§ **STATED GOAL**
Quote the listing in full, exactly as given, minus any pictures.

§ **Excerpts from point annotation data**

begin

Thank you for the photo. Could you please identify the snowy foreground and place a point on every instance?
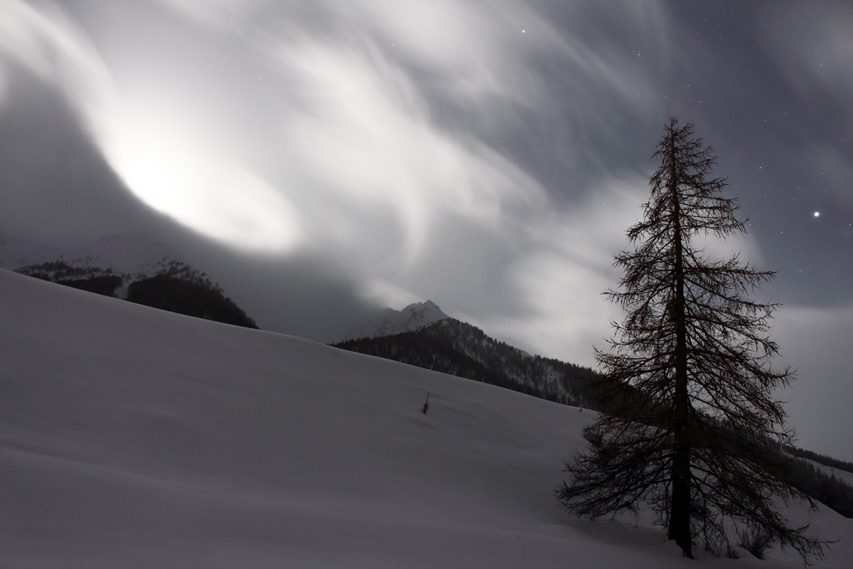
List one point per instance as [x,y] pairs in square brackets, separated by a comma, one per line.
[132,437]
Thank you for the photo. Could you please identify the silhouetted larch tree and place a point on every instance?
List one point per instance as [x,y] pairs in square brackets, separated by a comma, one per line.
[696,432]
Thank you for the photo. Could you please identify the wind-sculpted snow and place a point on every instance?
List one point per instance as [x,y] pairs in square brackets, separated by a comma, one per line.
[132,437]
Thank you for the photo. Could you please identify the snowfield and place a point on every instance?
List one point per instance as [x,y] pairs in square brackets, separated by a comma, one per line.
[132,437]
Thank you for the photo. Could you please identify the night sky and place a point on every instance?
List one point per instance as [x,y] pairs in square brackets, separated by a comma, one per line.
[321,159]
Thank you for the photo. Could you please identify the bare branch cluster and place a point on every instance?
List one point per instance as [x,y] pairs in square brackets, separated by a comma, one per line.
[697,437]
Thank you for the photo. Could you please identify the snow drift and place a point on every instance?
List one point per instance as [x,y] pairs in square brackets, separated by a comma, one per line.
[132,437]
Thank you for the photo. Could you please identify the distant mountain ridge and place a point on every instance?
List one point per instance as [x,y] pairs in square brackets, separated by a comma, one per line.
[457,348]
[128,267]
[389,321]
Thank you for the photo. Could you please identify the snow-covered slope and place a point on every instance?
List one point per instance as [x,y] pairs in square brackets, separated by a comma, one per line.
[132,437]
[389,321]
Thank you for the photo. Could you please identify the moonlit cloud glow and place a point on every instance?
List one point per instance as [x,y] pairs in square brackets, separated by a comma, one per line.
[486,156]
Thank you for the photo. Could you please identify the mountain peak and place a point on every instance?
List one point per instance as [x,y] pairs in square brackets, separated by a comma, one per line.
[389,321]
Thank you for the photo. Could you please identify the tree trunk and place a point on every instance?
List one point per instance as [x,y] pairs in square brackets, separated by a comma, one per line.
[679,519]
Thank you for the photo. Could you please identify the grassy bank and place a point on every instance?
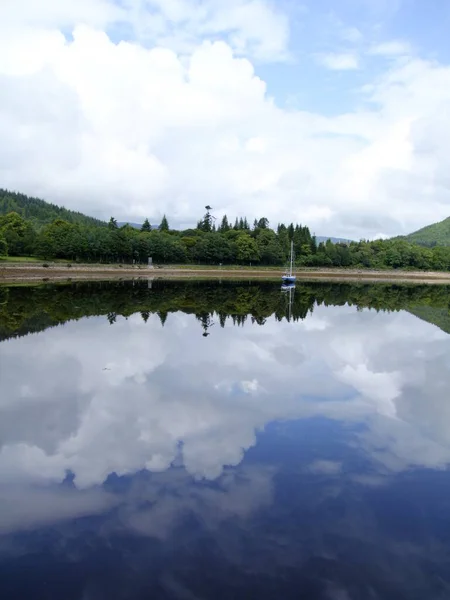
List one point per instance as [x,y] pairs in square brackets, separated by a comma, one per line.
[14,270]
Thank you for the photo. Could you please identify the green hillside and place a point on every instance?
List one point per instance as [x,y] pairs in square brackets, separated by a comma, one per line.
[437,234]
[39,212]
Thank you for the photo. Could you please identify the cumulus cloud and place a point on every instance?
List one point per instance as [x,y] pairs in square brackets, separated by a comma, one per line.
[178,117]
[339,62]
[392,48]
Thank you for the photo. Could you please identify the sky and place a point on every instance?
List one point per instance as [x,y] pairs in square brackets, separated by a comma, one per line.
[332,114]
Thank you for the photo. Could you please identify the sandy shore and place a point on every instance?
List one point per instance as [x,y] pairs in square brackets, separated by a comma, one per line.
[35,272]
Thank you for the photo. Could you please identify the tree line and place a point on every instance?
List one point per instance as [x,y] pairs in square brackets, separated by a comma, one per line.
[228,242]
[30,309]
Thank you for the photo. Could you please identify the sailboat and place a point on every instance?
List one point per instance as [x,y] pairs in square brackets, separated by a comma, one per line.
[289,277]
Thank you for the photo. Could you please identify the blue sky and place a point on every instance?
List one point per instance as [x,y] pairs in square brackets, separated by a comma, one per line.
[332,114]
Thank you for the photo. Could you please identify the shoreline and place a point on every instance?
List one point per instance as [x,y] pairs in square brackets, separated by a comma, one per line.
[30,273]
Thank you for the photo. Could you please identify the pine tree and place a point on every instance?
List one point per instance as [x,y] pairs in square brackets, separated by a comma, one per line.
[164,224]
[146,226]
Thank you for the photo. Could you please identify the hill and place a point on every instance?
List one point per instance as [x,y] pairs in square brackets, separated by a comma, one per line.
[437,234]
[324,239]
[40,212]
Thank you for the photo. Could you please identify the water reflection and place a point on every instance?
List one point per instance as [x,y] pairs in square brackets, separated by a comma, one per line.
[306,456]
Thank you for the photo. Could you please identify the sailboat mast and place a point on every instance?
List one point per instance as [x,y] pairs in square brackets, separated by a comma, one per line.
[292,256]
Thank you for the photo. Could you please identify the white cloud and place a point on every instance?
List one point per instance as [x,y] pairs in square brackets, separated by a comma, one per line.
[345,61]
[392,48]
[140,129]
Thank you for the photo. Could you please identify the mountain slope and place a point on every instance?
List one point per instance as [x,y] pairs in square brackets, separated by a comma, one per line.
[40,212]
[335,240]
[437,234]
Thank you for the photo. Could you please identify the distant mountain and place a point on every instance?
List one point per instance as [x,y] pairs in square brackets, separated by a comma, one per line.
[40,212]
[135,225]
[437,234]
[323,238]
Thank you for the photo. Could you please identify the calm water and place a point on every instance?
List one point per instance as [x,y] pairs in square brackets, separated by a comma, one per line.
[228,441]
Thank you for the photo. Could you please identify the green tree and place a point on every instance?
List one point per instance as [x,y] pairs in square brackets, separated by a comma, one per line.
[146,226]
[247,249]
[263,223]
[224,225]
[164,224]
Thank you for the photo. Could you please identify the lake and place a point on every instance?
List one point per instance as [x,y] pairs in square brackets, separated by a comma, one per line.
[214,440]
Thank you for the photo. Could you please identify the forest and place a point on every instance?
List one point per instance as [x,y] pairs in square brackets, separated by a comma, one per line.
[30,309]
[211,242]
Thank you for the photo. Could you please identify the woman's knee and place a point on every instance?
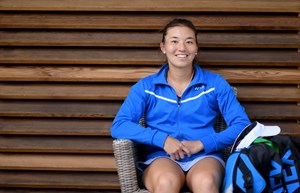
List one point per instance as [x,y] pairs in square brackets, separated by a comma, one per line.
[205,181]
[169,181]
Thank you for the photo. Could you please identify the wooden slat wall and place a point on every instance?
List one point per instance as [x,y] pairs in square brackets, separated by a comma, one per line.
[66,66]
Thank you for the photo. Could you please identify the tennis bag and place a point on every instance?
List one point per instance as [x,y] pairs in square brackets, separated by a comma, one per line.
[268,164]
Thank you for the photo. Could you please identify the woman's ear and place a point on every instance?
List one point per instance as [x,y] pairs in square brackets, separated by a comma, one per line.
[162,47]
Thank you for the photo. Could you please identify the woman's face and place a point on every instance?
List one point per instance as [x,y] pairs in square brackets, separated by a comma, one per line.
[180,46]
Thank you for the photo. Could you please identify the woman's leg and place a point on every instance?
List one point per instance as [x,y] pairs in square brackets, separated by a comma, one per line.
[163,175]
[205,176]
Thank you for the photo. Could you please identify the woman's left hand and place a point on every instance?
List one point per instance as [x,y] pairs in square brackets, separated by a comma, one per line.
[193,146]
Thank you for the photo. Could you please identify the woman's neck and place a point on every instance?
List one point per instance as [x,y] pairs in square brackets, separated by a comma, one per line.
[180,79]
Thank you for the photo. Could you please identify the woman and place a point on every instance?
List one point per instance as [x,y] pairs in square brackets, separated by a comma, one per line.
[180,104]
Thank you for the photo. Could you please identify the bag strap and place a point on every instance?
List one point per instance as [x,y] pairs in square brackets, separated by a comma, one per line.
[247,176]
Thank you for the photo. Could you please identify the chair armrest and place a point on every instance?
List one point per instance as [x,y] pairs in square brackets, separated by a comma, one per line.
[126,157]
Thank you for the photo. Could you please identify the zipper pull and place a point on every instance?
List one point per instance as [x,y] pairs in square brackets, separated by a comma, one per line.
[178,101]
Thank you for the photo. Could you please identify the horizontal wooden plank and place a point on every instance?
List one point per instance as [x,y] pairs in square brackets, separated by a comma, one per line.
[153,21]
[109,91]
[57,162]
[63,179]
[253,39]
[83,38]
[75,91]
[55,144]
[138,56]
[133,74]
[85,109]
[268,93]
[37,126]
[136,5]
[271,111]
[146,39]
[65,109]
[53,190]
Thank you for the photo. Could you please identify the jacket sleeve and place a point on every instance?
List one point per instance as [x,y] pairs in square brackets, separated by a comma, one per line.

end

§ **WORKED SOLUTION**
Thank you for the photo. Could you please identify the snowy foreground and place a point on every instance?
List one point per instance as [x,y] pairs in square brackets, separated by a comma, one per line.
[132,437]
Thank you for the photo. Could you please identify the silhouetted larch tree and place a point on every instance?
List one point per instance as [x,y] pairs in square brackets, separated by a comma, one per line.
[696,432]
Thank you for the photo. Could you please identify the wind-sculpted snow and place a point on every instance?
List one point per instance as [x,y] pairs in square brackets, separated by a comma, one per line.
[132,437]
Thank you for the photo. Could you please identify the snowfield and place a point on every instance?
List one point per instance as [x,y] pairs in square brackets, separated by a comma, one per line.
[132,437]
Thank you for the photo. Could you please identify the night sky and place a point on every instance?
List one point per instance as [x,y] pairs in square brackets, separated by a comma, one per line.
[321,159]
Thank you for the photo. Could you please identify the bare branch cluster and place a point on every instance?
List one point per instance as [x,y] pairs in square brackets, separated by a comma, one per line.
[697,437]
Thank you for the photo. Could you please identify the snow drift and place a point on every instance?
List one point per instance as [x,y] pairs in square brackets, separated by a comma, one per line.
[132,437]
Thank you for the photo. Could you please identify the distant mountain ridge and place a point on every instance?
List one point per instance as [x,y] pairs in square brackets, separated by a comma, one per line.
[457,348]
[128,267]
[389,321]
Thank you for the photo. Could you please identify the snow-covered slope and place a point on every instance?
List one point per instance as [x,y] pairs in square brackets, separated by a comma, one per line.
[132,437]
[389,321]
Thank you for the photo. Could you please identify the moonlit cloud glow and place a point on every instance?
List one point per instance as [x,y] pairs in square brackets, separated by a comma, one per line.
[486,156]
Thank you for the photo. Could you please identify the mountain peak and place a point on every instance?
List one point per instance as [x,y] pairs in square brackets, separated by a comma, one per line.
[389,321]
Thank you for the photo. Could you please identify the tree trunk and place a point on every instance?
List one point per instance as [x,y] pairs in square brackets, separated by a comma, one per line.
[679,519]
Thank you for the photo. Could you please identify the grassy bank and place a point on every instance?
List one point per instance as [x,y] pairs in square brackets, separated by a comma, one per line.
[14,270]
Thank you for the photo. Could you please identify the green hillside and place a point on every instance?
List one point per instance as [x,y] pairs in square brackets, separated by a comma, one per line.
[437,234]
[39,212]
Thank you for the photo. Could you please identify the cumulus cloud and place a point on every instance?
List one point per instance as [x,y] pairs in square brackets, separated by a comma, one per line.
[178,117]
[339,62]
[392,48]
Thank you for the photo. Could you please identify the sky and place a point on every instance?
List one point per instance as [x,y] pairs in square brackets, separated by a comma, one per line.
[332,114]
Thank you for the photo. Could you please identify the sandy shore and place a point on every instance?
List one point per instance as [x,y] pairs in square brackets, separated by a comma, one per line.
[35,272]
Thank you for the photo. Could you please identify the tree line and place a point on every instance?
List one point per instance as [x,y] pairs in square brackets, separated by a comma, one per line.
[228,242]
[30,309]
Thank you for the photo. Could you please identify the sailboat and place a point on every instance?
List one point per instance as [x,y] pairs in square brackets, separated by a comma, one per line.
[289,277]
Thank you for the photo. Could you please identify the blue sky and place a point on every instance?
List one point per instance as [x,y] pairs in square brackets, separated by a comma, one per line.
[332,114]
Thank you for the photo. Could you please identify the shoreline and place a point on every instance?
List one point per instance as [x,y] pairs in square brackets, separated by a comma, one per line.
[30,273]
Thank you for the photo. Could you please identify the pine tree and place a point on every instance?
List one point per instance as [x,y] pairs in square brackets, separated by a comma, one per line.
[164,224]
[146,226]
Thank you for the photo. Could you please identify the hill and place a point on every instance?
List one point per instance as [x,y] pairs in square brackets, separated by a comma, one per line.
[437,234]
[324,239]
[40,212]
Thank you for the photo. Could you please identify the water reflection and place a point on every instance?
List one point per instance as [x,y] pairs in square brackets, separated by a comma, one per line.
[306,456]
Thank you for the photo. Could you please identify the sailboat mast and place a point on every instance?
List one point per instance as [x,y] pairs in square brackets, separated by a comma, one per line.
[292,256]
Thank you for the photo. Could you please identify the white cloud and place a point on every instance?
List one point per instance as [x,y] pairs in square brackets, separated by a comma, one per line.
[345,61]
[392,48]
[140,129]
Thank you for the photo. Could you please identify the mountain slope and place a point on every instance?
List one point per instance as [x,y] pairs in square brackets, separated by a comma, one per line.
[40,212]
[335,240]
[437,234]
Thank you for the photo. Could you please identify the distant mountain and place a point on every instance?
List one point per instance as [x,y] pairs in square brackets, separated by a comma, one per line.
[40,212]
[135,225]
[437,234]
[323,238]
Thank you for the photo. Could you please identify the calm water and place a point on every instance?
List one point per instance as [x,y] pairs in square brackets, separated by a comma, one per line.
[228,441]
Thank you for the photo. Could you please identify the green tree and place a point on every instance?
List one point per instance as [x,y] pairs in square brackets, separated by a comma, one per line.
[146,226]
[247,249]
[263,223]
[224,225]
[164,224]
Thank you for the photo. Could you please identify the lake and place a point on every instance?
List one point per instance as [x,y] pairs in square brackets, separated by a comma, one per line.
[214,440]
Thank you for the photo. Could you please identify the forest and place a point on every instance?
List one point per instance as [x,y] pairs in square brackets, separated by a comma, one per line.
[30,309]
[211,242]
Thank you for the photo. Could you please identify the woman's knee and place a point on every instance?
List one point per instance as [x,y] pairs in square brackets, separated by a comma, one per line.
[205,181]
[169,181]
Thank you for the photo. Could you please identify the wooden slat wall and place a point on every instance?
List one point per instance as [x,y] pairs in square brackets, separated by a comma, one per line.
[66,66]
Thank you for the photo. Could you please identify the tennis bag and place a point on every instance?
List one point per instance as [x,y] pairs in square brackets, separated by a comma, one per line.
[268,164]
Thank you for the photo. Could you please identify the woman's ear and place a point on every instance?
List one point per instance as [x,y] pairs in square brackets, separated by a comma, one per line.
[162,47]
Thank you for the photo. Could you please identify the woman's face and place a point on every instance?
List one point per instance as [x,y] pairs in square brackets, separated by a comma, one per line.
[180,46]
Thank you for the photo. Could you please identify the woman's leg and place a point on every instance?
List one point per instance as [x,y] pairs in square brackets, separated by a comma, one per line.
[163,175]
[205,176]
Thank you for the photo. Could you please identify the woman's left hand and place a point on every instance?
List one point per instance as [x,y] pairs in square brackets, separated by a comma, one per line.
[193,146]
Thank you for the photo. Could you please identify the woman's neck and place a point on every instance?
List one point per instance as [x,y] pairs in square brackets, separated by a comma, one per line.
[180,79]
Thank you for the photo. Could you please identify the woman and place a point on every instance?
List one point per instance as [x,y] pairs in square brackets, separated by a comma, one per line.
[180,104]
Thank you for the photo. Could you please identify the bag strap and place a point on every instance?
List one point per instance as [x,y] pairs in square brackets, separated by a comma, one per line.
[247,176]
Thank you for the photo. Could you please identify the chair armrest and place a point on every instance?
List one point per instance as [x,y] pairs in square brackets, separated by a comma, one per line.
[126,157]
Thank you for the photo. Could you please identify the zipper pull and place a point on every instance?
List one point per instance as [x,y] pairs in square brackets, separated by a comma, one per line.
[178,101]
Thank you for the photo. Could you please identify the horizontal wooden plank and place a point on every instance?
List one point per instance as [x,y] pairs in square brackets, separated by a comma, one per line.
[153,21]
[109,91]
[57,162]
[63,179]
[253,39]
[83,38]
[75,91]
[55,144]
[138,56]
[133,74]
[85,109]
[268,93]
[37,126]
[136,5]
[271,111]
[146,39]
[65,109]
[53,190]
Thank you for the photo. Could you please identify the jacket sleeve and place a point on every instance?
List one point per instance as [x,y] pairs in square brackets, separated by a comma, one per line.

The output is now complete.